* [TASK TO COMPLETE]
Retype all of the material exactly, leaving no line out.

* [DATA SECTION]

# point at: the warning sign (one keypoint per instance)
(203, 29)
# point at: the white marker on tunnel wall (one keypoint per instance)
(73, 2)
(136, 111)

* [ANSWER TO THIS EXERCISE]
# point at: the warning sign (one keypoint per instance)
(203, 29)
# point at: the white marker on tunnel wall (one keypoint per instance)
(73, 2)
(136, 111)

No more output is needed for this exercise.